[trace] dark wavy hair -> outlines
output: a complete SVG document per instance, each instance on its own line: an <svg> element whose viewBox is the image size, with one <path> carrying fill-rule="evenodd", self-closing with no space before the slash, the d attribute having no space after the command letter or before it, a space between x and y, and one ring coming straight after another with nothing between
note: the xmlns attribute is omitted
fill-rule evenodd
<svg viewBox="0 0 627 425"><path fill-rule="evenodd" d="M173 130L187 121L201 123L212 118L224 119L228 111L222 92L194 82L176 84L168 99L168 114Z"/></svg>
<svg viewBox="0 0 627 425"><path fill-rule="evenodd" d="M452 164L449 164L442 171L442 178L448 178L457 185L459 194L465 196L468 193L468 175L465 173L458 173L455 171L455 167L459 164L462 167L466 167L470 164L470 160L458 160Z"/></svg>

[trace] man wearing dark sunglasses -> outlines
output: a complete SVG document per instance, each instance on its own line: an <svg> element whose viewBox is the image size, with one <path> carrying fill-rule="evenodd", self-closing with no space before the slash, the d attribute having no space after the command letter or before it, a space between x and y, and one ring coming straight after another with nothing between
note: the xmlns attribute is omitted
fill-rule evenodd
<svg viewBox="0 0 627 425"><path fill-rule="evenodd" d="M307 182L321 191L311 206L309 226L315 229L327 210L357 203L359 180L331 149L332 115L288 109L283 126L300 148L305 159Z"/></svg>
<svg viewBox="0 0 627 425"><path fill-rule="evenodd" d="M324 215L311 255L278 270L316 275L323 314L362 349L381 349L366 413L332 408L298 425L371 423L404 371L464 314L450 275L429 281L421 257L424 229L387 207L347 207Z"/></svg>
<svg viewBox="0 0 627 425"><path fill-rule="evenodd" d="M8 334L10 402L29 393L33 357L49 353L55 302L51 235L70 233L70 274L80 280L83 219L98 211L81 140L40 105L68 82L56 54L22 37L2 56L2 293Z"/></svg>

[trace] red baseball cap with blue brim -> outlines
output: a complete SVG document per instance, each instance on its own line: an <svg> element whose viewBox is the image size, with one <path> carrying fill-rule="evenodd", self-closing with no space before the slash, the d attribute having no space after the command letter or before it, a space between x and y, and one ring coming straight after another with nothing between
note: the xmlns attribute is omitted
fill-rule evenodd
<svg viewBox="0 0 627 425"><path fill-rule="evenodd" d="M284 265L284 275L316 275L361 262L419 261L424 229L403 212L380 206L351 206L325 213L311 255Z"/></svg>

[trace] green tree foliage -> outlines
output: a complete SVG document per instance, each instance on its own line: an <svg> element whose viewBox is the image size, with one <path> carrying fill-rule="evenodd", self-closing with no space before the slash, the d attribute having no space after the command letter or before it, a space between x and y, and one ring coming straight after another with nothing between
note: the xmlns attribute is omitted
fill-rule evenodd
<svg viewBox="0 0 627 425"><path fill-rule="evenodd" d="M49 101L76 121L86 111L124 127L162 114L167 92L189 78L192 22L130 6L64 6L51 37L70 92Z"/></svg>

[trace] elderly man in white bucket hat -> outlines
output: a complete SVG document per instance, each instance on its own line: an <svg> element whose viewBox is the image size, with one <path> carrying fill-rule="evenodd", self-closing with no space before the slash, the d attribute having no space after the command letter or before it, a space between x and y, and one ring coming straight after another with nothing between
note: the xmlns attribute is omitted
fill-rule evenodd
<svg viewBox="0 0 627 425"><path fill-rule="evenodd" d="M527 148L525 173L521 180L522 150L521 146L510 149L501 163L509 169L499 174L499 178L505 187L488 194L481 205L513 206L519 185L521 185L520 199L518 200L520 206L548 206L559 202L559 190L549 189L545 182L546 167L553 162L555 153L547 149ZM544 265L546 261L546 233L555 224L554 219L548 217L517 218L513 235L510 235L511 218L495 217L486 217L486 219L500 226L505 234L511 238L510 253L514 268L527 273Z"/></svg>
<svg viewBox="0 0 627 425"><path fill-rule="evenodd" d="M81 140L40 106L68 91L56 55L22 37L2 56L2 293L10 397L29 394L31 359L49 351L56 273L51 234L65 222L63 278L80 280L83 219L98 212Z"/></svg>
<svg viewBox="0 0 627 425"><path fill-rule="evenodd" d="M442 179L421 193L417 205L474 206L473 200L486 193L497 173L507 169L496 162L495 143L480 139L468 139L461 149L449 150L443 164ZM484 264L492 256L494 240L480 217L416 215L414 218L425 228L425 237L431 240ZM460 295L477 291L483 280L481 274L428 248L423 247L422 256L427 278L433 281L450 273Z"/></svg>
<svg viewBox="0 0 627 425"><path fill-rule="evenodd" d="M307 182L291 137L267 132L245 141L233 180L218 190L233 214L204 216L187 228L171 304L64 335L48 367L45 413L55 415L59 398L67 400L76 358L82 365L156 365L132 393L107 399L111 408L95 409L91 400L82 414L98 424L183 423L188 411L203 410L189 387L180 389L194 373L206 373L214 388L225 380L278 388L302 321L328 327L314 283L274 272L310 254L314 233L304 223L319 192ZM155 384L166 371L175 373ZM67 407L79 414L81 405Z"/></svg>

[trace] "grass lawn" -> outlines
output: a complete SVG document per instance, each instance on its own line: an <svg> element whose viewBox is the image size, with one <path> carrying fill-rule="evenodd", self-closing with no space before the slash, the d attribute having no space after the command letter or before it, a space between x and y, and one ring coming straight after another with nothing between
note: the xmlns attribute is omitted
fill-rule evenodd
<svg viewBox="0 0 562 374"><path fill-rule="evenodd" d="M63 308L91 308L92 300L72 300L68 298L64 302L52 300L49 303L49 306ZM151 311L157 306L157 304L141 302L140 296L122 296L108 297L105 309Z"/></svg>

- **What you have to do**
Could you return, character for character, the part of the rows that opens with the line containing "[trace] man wearing" and closes with the line containing "334L10 402L29 393L33", including both of those lines?

- **The response**
[trace] man wearing dark sunglasses -> outlines
output: a complete SVG document per instance, each instance on its own line: an <svg> element whose viewBox is the image size, with one <path> carrying fill-rule="evenodd", self-closing with no space before the slash, the d attribute having no space after the command letter or before it, a space between x and y, and one ring coming straight after another with nothing between
note: the xmlns attribute is omitted
fill-rule evenodd
<svg viewBox="0 0 627 425"><path fill-rule="evenodd" d="M307 182L321 191L311 206L309 226L315 229L327 210L357 203L359 180L331 149L332 115L288 109L283 126L300 148L305 159Z"/></svg>
<svg viewBox="0 0 627 425"><path fill-rule="evenodd" d="M324 215L311 255L278 270L316 275L323 314L362 349L381 349L366 413L332 408L298 425L371 423L404 371L464 314L450 275L429 281L421 257L424 229L387 207L347 207Z"/></svg>
<svg viewBox="0 0 627 425"><path fill-rule="evenodd" d="M8 334L10 402L29 393L33 357L49 353L55 302L51 235L70 233L70 274L80 280L83 219L98 211L81 140L40 105L68 82L56 54L22 37L2 56L2 293Z"/></svg>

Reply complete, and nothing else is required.